(Extracted records)
+++
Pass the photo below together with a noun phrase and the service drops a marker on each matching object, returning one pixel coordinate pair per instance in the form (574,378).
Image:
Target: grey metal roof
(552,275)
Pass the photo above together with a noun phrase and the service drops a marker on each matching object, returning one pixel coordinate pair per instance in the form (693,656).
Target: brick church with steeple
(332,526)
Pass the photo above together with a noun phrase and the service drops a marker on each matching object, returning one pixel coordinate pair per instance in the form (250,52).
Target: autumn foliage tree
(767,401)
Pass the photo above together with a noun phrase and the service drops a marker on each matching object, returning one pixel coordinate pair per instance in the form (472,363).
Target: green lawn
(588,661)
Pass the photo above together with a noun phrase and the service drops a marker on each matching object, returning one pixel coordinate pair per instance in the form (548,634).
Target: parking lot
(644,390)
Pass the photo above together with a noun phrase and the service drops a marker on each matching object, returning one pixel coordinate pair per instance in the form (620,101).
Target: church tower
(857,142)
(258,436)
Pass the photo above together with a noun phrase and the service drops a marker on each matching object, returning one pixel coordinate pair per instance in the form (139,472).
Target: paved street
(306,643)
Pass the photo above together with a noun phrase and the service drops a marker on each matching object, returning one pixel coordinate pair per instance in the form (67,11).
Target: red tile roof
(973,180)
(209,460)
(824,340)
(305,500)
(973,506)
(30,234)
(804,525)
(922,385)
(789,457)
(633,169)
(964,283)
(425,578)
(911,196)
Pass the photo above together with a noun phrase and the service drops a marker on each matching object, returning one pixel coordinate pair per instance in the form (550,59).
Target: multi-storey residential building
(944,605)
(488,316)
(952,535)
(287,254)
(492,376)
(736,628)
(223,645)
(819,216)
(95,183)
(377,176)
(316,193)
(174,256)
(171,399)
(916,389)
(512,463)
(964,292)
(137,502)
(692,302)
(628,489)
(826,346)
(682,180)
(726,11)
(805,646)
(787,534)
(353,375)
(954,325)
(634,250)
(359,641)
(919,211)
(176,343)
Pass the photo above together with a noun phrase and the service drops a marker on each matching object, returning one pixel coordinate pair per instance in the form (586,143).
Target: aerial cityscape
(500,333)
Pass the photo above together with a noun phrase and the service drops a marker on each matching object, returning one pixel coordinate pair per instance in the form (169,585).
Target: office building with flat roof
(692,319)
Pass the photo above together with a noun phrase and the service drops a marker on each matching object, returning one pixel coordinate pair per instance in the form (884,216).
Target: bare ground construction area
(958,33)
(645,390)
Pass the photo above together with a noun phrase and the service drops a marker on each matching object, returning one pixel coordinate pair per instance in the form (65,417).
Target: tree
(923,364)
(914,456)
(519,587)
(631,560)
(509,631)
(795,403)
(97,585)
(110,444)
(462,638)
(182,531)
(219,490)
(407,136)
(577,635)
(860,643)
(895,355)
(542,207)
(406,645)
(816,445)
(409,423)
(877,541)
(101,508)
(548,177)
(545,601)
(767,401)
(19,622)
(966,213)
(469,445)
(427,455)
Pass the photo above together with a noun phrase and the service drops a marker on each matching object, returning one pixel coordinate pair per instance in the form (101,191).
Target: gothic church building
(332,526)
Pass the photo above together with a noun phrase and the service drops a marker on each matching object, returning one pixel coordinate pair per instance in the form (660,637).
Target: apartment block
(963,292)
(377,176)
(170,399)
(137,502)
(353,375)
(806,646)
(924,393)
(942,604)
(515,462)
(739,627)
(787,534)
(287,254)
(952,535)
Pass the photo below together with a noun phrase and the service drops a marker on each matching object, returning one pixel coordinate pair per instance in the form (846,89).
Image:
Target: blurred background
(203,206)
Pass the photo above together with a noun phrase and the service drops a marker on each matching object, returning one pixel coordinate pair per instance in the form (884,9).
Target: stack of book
+++
Problem details
Take the entries and copy them out exactly.

Written answer
Pass the photo below together with a noun phrase and the service drops a marker on each matching object, returning one pixel coordinate pair per instance in the form (574,378).
Image:
Target: grey metal roof
(552,275)
Pass the photo above together with a noun phrase and the service drops a marker on each matching object, returning one pixel coordinate pair per instance in the form (693,656).
Target: brick church with steeple
(332,526)
Pass the photo above together with a noun phrase and the service drops a marker on each matching object, returning one pixel coordinate pair per instance in the form (250,52).
Target: autumn foliage tree
(767,401)
Pass the photo above together with a noun phrase and the service drops a marker on each matching object, returning one pixel coordinate pair per instance in the form (472,363).
Target: green lawn
(588,661)
Pass the photo above together with a noun phrase and the service drops a marker on each matching object, returning one pixel coordinate pair per instance in the form (548,634).
Target: parking lot
(644,390)
Pass the photo above together with a noun phrase and the service drops a marker on each matching object, returning one pixel coordinate pair per instance in the form (620,101).
Target: church tower
(857,142)
(258,436)
Pass the photo above together with a noun phrase and the service drops a marker on each matching object, returning one pixel coordinate pair per instance in the form (139,472).
Target: paved street
(306,643)
Pass the photo above together with a noun phrase and the service drops a marker on each matching object, returning one pixel coordinate pair per instance in the form (67,11).
Target: red tile roof
(973,180)
(209,460)
(824,340)
(305,500)
(973,506)
(30,234)
(804,525)
(922,385)
(789,457)
(633,169)
(964,283)
(425,578)
(911,196)
Pass the photo above together with a noun phrase and the service drops a marker on each matching object, returning one pixel coordinate pair per instance in the form (550,59).
Target: multi-storey residential building
(944,605)
(488,316)
(952,535)
(287,254)
(492,376)
(736,628)
(223,645)
(819,216)
(95,183)
(377,176)
(316,193)
(174,256)
(171,399)
(916,389)
(512,463)
(964,292)
(137,502)
(692,302)
(628,489)
(826,346)
(682,180)
(726,11)
(805,646)
(787,534)
(353,375)
(954,325)
(634,250)
(359,641)
(919,211)
(176,343)
Pass the photo above together with a noun phrase and the service drops a marker on each matching object, returning one pixel coordinate pair per instance in the form (586,143).
Target: aerial cityscape
(500,333)
Pass the photo above together with a noun phrase and the service drops a marker on each matching object, returning one pixel coordinate pair per instance in the form (169,585).
Target: office building with flat roof
(692,319)
Pass the photo above together with a noun phrase and the service drops a marker on each matching object, returning one pixel coordinate pair per instance in the form (884,216).
Target: bare ground construction area
(958,33)
(645,390)
Pass the photo above together with a noun phrase and the service drops a marker on each matching object, returning one pixel coordinate pair per instance in the form (65,417).
Target: tree
(923,364)
(914,456)
(519,587)
(631,560)
(509,631)
(795,403)
(97,585)
(110,444)
(462,638)
(182,531)
(219,490)
(407,136)
(577,635)
(860,643)
(895,355)
(542,207)
(406,645)
(816,445)
(409,423)
(877,541)
(101,508)
(548,177)
(545,601)
(767,401)
(19,622)
(966,213)
(469,445)
(427,455)
Pass the photo above together with a noun phrase and the service drops a marker on each matching object, returning one pixel coordinate pair per instance in the form (101,191).
Target: gothic church building
(332,526)
Pass the photo above together with a noun phrase and the service drops a marker on each matching object, returning one pixel coordinate pair per instance in the form (660,637).
Target: apartment block
(963,292)
(377,176)
(170,399)
(137,502)
(353,375)
(806,646)
(924,393)
(942,604)
(515,462)
(739,627)
(787,534)
(287,254)
(952,535)
Pass the photo below together with a noun phrase and the service drops a marker on each matching object, returning one pixel coordinate pair per instance in the form (846,89).
Image:
Target: blurred background
(203,206)
Pass the photo above together with a noun phrase and the service drops a marker on each matching object, returning one pixel coordinate pair per instance in the form (884,9).
Target: stack of book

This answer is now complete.